> Task instructions:
Please continue the gradient boosting regression walkthrough, starting right after its final sentence.

> Text excerpt:
****************
In this post, we’re going to look at how Gradient Boosting algorithm works in a regression problem.

Gradient Boosting is one of the boosting types along with Adaptive Boosting and Extreme Gradient Boosting (XGBoost).

The followings are the inputs required before applying the algorithm.

  • training data
  • differentiable loss function L(y, F(x)) where y is the actual value and F(x) is the prediction value
  • number of trees (M)

For the sake of clarity, let’s use the following example instances as our training data (y is the dependent variable).

A  | B  | C  | y
=================
A1 | B1 | C1 | 50
A2 | B2 | C2 | 70
A3 | B3 | C3 | 30

Let’s execute the algorithm.


Initialize model with a constant value

As the very first step, we build a simple model that just returns a constant value C. This C is the prediction value where the loss function is minimum.

Formally, we’d like to solve for the following optimization problem.

F0(x) = argmin(C) SUM(i=1 to n) L(yi, C)

Let’s perform this step on our training data.

Know that the loss function for an instance is defined as L(yi, F(xi)) = 0.5 * (yi - F(xi))^2. Or in other words, the sum of our loss function becomes the following.
****************
> Record set:
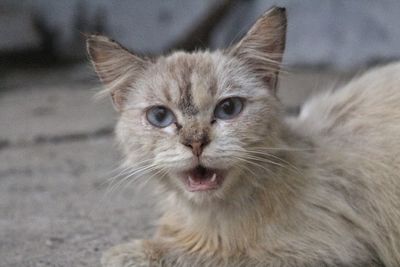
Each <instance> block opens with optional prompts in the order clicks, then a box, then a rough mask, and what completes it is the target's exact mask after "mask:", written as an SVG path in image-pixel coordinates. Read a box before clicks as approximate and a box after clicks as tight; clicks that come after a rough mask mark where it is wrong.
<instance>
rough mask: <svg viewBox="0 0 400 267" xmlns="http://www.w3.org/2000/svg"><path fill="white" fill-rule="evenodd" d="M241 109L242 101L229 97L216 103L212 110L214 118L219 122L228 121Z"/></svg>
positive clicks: (238, 112)
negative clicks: (216, 104) (229, 119)
mask: <svg viewBox="0 0 400 267" xmlns="http://www.w3.org/2000/svg"><path fill="white" fill-rule="evenodd" d="M242 109H243V99H242V98H240V97H230V98H226V99H224V100H222V101H221V102H219V103H218V105H217V106H216V107H215V110H214V117H215V118H217V119H221V120H229V119H232V118H234V117H236V116H237V115H239V113H240V112H241V111H242Z"/></svg>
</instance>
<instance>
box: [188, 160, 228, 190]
mask: <svg viewBox="0 0 400 267" xmlns="http://www.w3.org/2000/svg"><path fill="white" fill-rule="evenodd" d="M225 175H226V171H224V170H221V169H213V168H207V167H204V166H202V165H198V166H196V167H194V168H193V169H190V170H187V171H184V172H181V173H180V176H181V178H182V180H183V183H184V184H185V187H186V189H187V190H188V191H189V192H201V191H210V190H217V189H219V188H220V187H221V186H222V184H223V182H224V180H225Z"/></svg>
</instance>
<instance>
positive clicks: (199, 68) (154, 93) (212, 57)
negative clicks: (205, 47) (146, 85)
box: [148, 52, 226, 115]
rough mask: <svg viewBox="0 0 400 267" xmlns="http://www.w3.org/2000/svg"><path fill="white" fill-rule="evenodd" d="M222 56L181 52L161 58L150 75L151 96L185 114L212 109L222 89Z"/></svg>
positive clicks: (207, 52) (196, 113) (158, 60)
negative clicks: (212, 106)
mask: <svg viewBox="0 0 400 267" xmlns="http://www.w3.org/2000/svg"><path fill="white" fill-rule="evenodd" d="M225 60H226V59H225V58H224V56H223V55H222V54H221V53H209V52H197V53H184V52H177V53H174V54H172V55H170V56H168V57H162V58H160V59H158V61H157V62H156V65H155V66H154V69H153V71H152V72H151V73H149V74H150V76H151V77H150V78H151V83H150V84H149V87H150V90H149V91H148V93H149V95H150V97H153V98H156V100H157V101H162V102H167V104H169V105H174V106H175V107H176V108H178V109H180V110H181V111H182V113H184V114H189V115H195V114H197V113H198V112H199V110H201V109H204V108H208V106H209V104H210V103H211V102H213V101H214V99H215V97H217V94H218V93H219V92H218V91H219V88H220V87H221V84H220V82H221V78H222V75H223V74H222V73H221V71H220V69H221V65H222V64H223V62H224V61H225Z"/></svg>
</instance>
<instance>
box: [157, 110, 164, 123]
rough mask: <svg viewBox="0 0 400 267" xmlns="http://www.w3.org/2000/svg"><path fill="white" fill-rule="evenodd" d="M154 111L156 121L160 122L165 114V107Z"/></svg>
mask: <svg viewBox="0 0 400 267" xmlns="http://www.w3.org/2000/svg"><path fill="white" fill-rule="evenodd" d="M155 113H156V114H155V117H156V120H157V121H159V122H162V121H163V120H164V119H165V115H166V112H165V109H163V108H158V109H157V110H156V112H155Z"/></svg>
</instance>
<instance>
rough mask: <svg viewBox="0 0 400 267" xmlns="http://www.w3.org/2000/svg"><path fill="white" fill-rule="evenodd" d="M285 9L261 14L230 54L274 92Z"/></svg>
mask: <svg viewBox="0 0 400 267" xmlns="http://www.w3.org/2000/svg"><path fill="white" fill-rule="evenodd" d="M286 23H287V21H286V11H285V8H278V7H273V8H271V9H269V10H268V11H267V12H265V13H264V15H262V16H261V17H260V18H259V19H258V20H257V21H256V22H255V24H254V25H253V26H252V27H251V28H250V30H249V31H248V32H247V33H246V35H245V36H244V37H243V38H242V39H241V40H240V41H239V42H238V43H237V44H236V45H234V46H233V47H232V48H230V49H229V54H230V55H231V56H234V57H236V58H238V59H239V60H240V61H242V62H244V64H246V65H247V66H248V67H249V68H250V69H251V71H252V72H253V73H255V74H256V75H257V76H258V77H261V79H262V80H263V81H264V82H265V83H266V85H267V86H268V88H269V89H270V90H272V91H273V92H274V93H275V91H276V86H277V81H278V74H279V70H280V66H281V63H282V56H283V52H284V50H285V41H286Z"/></svg>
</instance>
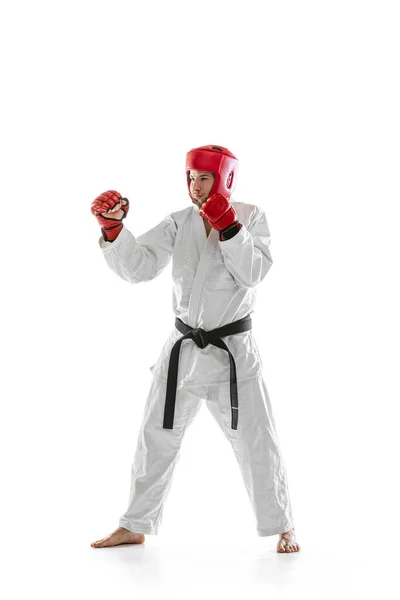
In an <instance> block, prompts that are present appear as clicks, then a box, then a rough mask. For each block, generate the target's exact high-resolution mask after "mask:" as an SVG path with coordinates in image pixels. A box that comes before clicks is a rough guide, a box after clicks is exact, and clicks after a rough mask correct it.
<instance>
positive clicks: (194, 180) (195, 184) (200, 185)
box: [193, 179, 201, 192]
mask: <svg viewBox="0 0 400 600" xmlns="http://www.w3.org/2000/svg"><path fill="white" fill-rule="evenodd" d="M200 183H201V182H200V180H199V179H195V180H194V181H193V190H194V191H195V192H199V191H200V189H201V185H200Z"/></svg>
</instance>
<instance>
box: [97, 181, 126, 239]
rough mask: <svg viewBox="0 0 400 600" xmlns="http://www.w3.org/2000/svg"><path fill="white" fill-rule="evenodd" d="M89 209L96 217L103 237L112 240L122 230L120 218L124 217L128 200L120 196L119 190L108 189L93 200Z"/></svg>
mask: <svg viewBox="0 0 400 600" xmlns="http://www.w3.org/2000/svg"><path fill="white" fill-rule="evenodd" d="M90 210H91V211H92V213H93V214H94V216H95V217H96V219H97V221H98V223H99V225H100V227H101V233H102V234H103V239H104V241H106V242H113V241H114V240H115V239H116V238H117V237H118V235H119V234H120V232H121V230H122V227H123V225H122V223H121V221H122V219H125V217H126V215H127V214H128V210H129V200H128V199H127V198H122V196H121V194H120V193H119V192H116V191H114V190H109V191H108V192H104V193H103V194H100V196H97V198H96V200H93V202H92V204H91V207H90Z"/></svg>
****************
> Answer section:
sum_loss_func = L(y1, F(x1)) + L(y2, F(x2)) + L(y3, F(x3))
sum_loss_func = 0.5 * (y1 - F(x1))^2 + 0.5 * (y2 - F(x2))^2 + 0.5 * (y3 - F(x3))^2

Since the prediction values are the same over the train data, we can replace F(x1), F(x2), F(x3) to a constant of C. Plugging in the actual value to the above equation becomes the following.

sum_loss_func = 0.5 * (50 - C)^2 + 0.5 * (70 - C)^2 + 0.5 * (30 - C)^2

And solve for the optimization problem can be performed by taking the first derivative of sum_loss_func with respect to C and assign the equation to zero, such as the following.

sum_loss_func = 0.5 * (50 - C)^2 + 0.5 * (70 - C)^2 + 0.5 * (30 - C)^2

d(sum_loss_function) = -(50 - C) - (70 - C) - (30 - C) = -150 + 3C
--------------------
         dC

Assigning the result to zero yields 200 = 3C where C = 150 / 3 = 50.

Our initial model is constructed so that it always return 50 for every data point.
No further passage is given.